**WHAT THE EXERCISE ASKS:**
Rescale the rows starting with the line that contains "of man's nose" and going on through the line that contains "occurrences of sponsor": write out every one of these lines again in full, multiplying each coordinate value by 1.7 and rounding to a whole number, with halves rounded up. Leave all other text unchanged, and give only these lines.
═════ DATA PROVIDED
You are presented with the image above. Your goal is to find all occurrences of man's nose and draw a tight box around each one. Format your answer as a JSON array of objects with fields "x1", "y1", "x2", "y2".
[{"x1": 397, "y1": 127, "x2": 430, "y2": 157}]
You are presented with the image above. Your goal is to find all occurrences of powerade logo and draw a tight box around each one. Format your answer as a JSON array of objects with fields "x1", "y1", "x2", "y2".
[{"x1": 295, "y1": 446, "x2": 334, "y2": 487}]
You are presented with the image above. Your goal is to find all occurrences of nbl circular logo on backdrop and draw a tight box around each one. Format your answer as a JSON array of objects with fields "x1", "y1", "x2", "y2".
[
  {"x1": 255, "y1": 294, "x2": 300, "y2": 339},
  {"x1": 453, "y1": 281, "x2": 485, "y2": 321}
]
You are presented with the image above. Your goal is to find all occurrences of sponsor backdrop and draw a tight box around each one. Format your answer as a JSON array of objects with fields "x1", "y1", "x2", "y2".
══════════
═════ DATA PROVIDED
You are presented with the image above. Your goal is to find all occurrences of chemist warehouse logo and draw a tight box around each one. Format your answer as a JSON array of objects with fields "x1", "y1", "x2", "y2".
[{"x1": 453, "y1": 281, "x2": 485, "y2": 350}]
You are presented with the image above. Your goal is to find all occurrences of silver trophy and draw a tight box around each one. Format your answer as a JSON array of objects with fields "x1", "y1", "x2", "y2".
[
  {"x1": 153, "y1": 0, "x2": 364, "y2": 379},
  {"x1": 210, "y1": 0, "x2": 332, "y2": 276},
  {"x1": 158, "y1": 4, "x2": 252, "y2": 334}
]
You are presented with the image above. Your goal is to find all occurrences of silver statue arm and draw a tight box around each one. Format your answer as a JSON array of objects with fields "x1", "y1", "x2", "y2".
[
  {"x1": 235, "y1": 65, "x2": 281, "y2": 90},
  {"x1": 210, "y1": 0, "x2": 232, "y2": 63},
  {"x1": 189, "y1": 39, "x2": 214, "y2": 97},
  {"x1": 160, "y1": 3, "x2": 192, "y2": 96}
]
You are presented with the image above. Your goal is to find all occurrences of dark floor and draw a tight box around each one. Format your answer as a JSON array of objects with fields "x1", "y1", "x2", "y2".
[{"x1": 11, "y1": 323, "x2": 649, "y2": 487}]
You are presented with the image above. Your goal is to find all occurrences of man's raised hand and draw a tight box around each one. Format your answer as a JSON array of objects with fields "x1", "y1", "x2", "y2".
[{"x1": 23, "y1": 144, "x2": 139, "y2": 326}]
══════════
**ANSWER TO THE TASK:**
You are presented with the image above. Your goal is to find all occurrences of man's nose and draw a tight box around each one. Format your answer as a JSON array of objects with fields "x1", "y1", "x2", "y2".
[{"x1": 675, "y1": 216, "x2": 731, "y2": 267}]
You are presented with the image above. Your goal is to find all occurrences of powerade logo and draw a tight box around each one. Format your answer as a JSON array of objects with fields "x1", "y1", "x2", "y2".
[{"x1": 502, "y1": 758, "x2": 568, "y2": 828}]
You are presented with the image above. Your goal is to find all occurrences of nbl circular logo on backdrop and draw a tight box around each one. Format your answer as a JSON array of objects with fields "x1", "y1", "x2", "y2".
[
  {"x1": 434, "y1": 500, "x2": 510, "y2": 576},
  {"x1": 770, "y1": 478, "x2": 825, "y2": 546}
]
You are presented with the image above. Your goal is to find all occurrences of sponsor backdrop and draw a tight box around each one. Format your answer as a JSON array of objects with fields "x1", "y1", "x2", "y2".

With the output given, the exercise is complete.